[Records from a labeling collection]
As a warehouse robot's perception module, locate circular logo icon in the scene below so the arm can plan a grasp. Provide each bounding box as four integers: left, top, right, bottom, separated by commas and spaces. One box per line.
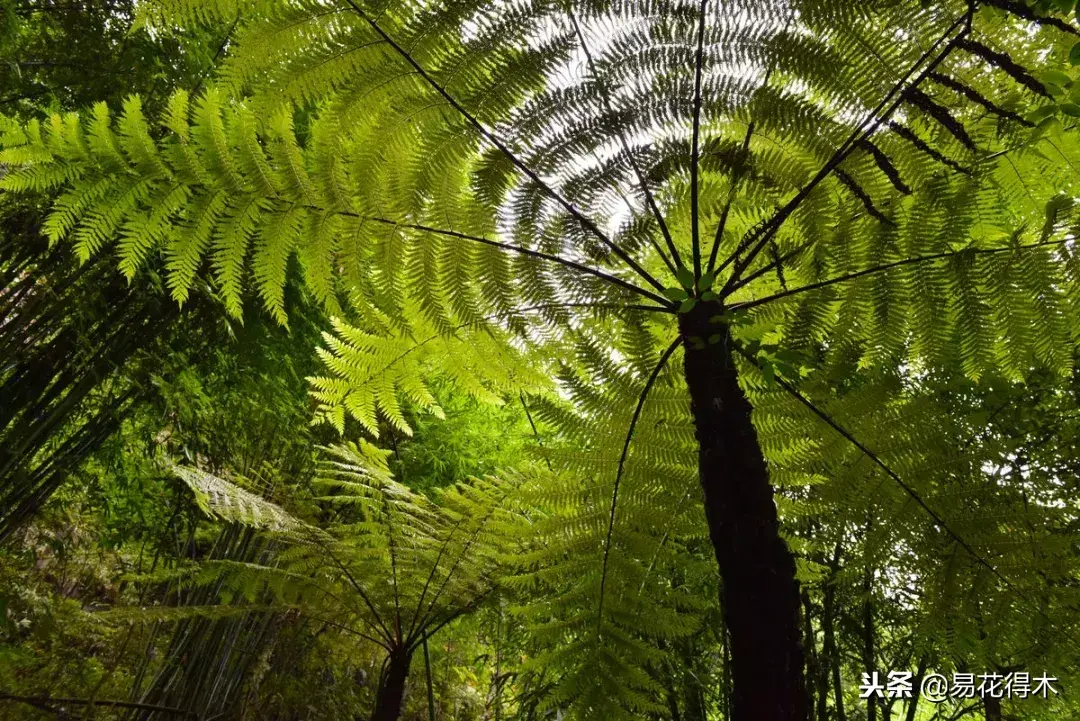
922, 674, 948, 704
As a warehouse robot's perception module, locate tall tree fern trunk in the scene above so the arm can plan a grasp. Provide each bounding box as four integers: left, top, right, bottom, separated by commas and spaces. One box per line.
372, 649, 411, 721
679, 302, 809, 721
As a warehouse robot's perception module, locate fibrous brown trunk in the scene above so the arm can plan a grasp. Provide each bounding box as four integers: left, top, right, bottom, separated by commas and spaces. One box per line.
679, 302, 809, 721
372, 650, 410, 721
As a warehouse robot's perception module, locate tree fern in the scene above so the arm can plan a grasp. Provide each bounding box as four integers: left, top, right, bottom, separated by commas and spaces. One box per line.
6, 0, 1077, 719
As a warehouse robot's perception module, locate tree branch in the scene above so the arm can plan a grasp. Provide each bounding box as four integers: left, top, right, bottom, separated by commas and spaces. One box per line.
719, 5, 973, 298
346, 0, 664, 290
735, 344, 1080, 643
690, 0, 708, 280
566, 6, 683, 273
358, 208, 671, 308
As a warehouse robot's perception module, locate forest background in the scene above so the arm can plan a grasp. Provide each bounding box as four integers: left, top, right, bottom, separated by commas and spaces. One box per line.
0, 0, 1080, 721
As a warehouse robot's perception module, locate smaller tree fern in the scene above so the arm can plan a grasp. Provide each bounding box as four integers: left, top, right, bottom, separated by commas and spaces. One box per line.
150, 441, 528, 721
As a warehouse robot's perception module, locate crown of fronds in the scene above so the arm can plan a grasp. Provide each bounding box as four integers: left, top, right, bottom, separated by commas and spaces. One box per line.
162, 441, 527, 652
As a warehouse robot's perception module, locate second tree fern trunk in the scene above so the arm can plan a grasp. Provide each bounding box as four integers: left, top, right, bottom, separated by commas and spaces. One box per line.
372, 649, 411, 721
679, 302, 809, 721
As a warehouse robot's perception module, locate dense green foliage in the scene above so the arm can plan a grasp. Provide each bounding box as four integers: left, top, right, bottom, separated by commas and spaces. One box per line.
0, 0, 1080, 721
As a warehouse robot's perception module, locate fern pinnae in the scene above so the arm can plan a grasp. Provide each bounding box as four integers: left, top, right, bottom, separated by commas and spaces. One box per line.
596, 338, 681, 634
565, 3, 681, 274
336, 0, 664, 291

---

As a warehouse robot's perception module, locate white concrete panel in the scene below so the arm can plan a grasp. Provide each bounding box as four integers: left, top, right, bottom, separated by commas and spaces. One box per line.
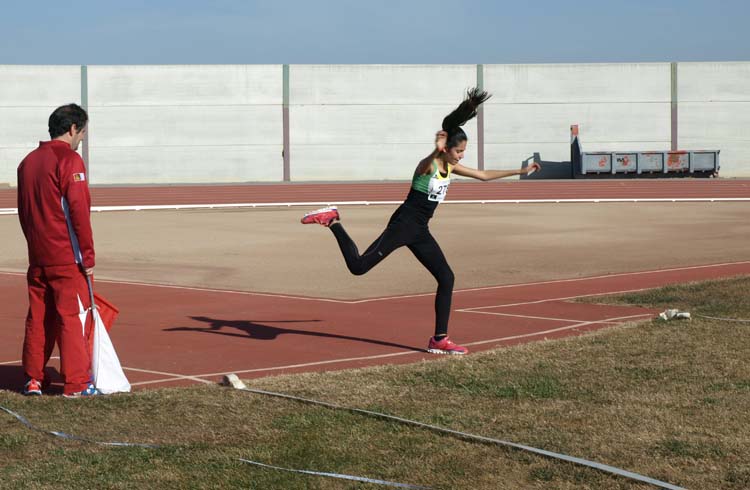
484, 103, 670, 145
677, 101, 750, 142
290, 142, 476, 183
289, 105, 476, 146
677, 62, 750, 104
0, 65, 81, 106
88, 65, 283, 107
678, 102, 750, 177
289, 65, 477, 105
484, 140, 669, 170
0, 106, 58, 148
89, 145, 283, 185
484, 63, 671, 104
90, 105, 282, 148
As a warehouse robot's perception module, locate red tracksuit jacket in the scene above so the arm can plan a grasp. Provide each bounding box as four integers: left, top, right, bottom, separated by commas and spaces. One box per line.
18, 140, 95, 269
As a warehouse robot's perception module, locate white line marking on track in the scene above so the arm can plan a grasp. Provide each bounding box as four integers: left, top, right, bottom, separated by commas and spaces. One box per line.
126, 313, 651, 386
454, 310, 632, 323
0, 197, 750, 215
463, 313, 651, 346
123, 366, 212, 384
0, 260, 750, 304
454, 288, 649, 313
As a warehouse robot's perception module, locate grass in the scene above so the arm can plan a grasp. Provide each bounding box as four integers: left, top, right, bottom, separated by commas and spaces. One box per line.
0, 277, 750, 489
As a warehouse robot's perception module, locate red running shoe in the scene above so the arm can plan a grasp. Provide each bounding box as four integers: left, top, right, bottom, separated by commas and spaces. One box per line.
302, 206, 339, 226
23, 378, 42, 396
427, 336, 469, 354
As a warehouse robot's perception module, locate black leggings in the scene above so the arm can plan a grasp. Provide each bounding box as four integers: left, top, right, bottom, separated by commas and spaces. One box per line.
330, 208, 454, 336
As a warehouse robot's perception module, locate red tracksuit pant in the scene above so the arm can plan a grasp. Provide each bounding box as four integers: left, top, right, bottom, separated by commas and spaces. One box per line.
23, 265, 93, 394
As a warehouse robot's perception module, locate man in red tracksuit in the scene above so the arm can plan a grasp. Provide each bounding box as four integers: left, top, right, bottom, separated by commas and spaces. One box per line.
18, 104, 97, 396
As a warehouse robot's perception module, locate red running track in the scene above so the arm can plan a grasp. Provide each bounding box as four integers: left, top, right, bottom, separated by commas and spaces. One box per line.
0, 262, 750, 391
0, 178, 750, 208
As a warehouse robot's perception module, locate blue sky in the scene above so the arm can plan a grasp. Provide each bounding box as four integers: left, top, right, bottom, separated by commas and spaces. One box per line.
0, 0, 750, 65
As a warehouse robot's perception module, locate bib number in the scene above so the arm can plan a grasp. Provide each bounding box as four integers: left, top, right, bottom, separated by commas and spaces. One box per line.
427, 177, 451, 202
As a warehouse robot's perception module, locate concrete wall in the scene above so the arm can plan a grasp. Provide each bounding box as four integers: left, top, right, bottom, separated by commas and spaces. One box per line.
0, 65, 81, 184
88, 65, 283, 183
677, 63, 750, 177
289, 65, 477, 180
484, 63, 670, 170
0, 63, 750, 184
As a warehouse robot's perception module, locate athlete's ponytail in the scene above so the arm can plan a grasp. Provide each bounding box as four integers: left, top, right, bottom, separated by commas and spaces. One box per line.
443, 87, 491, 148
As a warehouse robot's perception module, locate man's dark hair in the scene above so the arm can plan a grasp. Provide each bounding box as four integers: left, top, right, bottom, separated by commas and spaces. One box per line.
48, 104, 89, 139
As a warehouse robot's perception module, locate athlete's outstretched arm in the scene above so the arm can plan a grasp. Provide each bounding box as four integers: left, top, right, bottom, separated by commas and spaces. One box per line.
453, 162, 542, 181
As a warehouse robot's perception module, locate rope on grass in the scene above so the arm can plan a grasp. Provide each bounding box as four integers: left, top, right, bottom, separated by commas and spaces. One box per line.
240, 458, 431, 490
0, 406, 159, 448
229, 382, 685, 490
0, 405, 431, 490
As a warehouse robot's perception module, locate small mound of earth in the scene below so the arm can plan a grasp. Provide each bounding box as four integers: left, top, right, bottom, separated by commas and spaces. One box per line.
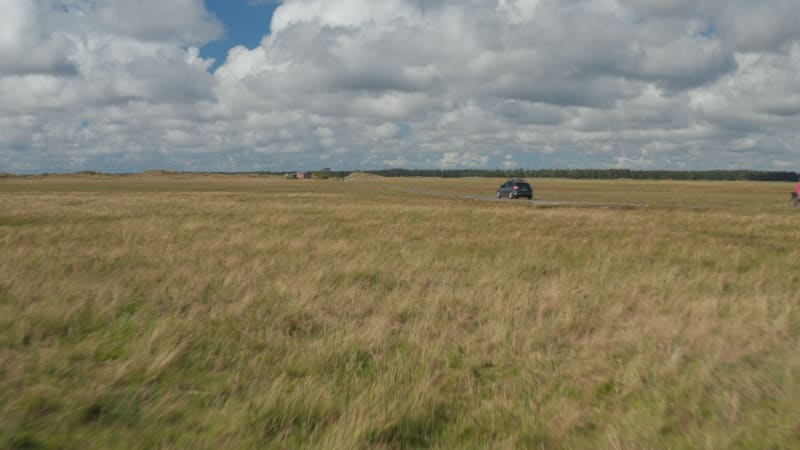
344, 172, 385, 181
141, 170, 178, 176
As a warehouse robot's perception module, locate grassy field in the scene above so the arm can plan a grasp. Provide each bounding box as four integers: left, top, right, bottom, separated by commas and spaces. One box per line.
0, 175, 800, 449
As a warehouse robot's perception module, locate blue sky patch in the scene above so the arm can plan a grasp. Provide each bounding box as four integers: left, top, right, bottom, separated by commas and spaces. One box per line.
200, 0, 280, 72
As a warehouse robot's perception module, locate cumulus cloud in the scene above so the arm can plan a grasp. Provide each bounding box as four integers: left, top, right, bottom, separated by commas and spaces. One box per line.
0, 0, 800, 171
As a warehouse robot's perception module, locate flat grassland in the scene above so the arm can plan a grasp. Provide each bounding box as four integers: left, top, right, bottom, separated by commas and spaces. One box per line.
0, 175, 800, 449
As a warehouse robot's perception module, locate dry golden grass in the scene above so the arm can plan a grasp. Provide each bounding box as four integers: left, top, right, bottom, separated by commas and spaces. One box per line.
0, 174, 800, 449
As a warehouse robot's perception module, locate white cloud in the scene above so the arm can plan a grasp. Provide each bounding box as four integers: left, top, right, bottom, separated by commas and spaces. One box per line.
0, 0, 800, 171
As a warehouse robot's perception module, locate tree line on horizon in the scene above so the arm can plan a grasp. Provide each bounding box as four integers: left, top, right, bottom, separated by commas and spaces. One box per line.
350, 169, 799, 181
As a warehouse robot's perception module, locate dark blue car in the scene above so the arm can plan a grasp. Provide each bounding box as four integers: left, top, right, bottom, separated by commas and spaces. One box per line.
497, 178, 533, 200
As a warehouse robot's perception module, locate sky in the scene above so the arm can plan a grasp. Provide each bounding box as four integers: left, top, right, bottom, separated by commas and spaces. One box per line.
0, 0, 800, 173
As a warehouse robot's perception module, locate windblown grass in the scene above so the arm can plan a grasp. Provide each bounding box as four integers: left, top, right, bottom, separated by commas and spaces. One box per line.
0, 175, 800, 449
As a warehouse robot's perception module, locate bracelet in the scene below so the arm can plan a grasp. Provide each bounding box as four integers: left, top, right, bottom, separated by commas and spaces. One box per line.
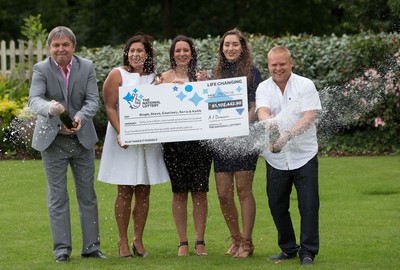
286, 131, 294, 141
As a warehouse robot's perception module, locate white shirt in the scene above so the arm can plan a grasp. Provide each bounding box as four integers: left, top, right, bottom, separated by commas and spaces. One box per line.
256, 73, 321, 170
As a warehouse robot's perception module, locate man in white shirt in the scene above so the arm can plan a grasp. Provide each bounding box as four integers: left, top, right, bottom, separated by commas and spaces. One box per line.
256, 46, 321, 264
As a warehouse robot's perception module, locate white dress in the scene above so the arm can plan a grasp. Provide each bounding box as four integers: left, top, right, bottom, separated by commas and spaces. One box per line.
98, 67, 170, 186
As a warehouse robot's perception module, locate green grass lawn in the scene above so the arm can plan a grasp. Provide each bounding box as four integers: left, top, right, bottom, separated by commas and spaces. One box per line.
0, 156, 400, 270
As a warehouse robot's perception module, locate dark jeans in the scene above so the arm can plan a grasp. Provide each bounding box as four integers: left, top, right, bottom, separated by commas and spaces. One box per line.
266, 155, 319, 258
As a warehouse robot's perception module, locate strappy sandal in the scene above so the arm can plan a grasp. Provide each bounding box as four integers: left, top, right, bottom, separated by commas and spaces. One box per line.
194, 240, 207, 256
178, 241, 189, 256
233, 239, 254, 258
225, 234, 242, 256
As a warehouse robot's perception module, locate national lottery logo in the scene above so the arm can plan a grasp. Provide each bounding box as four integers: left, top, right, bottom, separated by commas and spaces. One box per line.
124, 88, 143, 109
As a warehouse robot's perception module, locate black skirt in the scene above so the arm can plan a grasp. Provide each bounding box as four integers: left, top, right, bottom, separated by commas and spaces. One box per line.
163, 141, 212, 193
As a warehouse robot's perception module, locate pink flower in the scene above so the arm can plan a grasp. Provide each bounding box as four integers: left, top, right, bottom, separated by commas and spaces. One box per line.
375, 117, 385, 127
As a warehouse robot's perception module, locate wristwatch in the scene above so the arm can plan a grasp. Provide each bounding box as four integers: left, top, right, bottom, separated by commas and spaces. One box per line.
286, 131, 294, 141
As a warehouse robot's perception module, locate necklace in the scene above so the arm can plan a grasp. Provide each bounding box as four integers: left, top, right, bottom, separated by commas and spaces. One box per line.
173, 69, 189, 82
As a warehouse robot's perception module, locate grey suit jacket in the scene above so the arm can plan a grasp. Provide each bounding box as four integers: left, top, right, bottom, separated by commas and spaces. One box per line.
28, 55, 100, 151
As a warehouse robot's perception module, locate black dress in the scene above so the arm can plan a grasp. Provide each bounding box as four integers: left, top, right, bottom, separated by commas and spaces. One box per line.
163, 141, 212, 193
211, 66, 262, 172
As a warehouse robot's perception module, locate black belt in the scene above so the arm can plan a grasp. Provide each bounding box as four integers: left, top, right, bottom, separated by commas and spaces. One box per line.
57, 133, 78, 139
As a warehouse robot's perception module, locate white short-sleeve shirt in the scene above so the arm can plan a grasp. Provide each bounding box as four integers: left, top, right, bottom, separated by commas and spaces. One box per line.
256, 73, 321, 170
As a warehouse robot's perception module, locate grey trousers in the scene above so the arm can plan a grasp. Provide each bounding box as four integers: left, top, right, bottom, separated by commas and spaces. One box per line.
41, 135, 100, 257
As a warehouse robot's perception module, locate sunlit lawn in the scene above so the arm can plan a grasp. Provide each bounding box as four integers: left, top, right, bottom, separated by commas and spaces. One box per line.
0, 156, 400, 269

What this task involves:
Lay out the lines of the records beginning at the line containing "As a warehouse robot's perception module, locate tall" and ending at the line containing "372, 650, 410, 721" as a JSON list of strings, one string per line, with both end lines included and blank lines omitted.

Answer in full:
[
  "As a warehouse robot's perception module, locate tall tree fern trunk in the scene above so the arm can plan a grasp. Provide each bounding box as four integers: left, top, right, bottom, separated by commas and spaces. One box per line.",
  "372, 649, 411, 721",
  "679, 302, 809, 721",
  "As a warehouse robot's perception module, locate fibrous brown trunk in the scene above so the arm can plan a grasp. Provide each bounding box as four integers: left, top, right, bottom, separated by commas and spaces. One box per line.",
  "679, 302, 809, 721",
  "372, 650, 410, 721"
]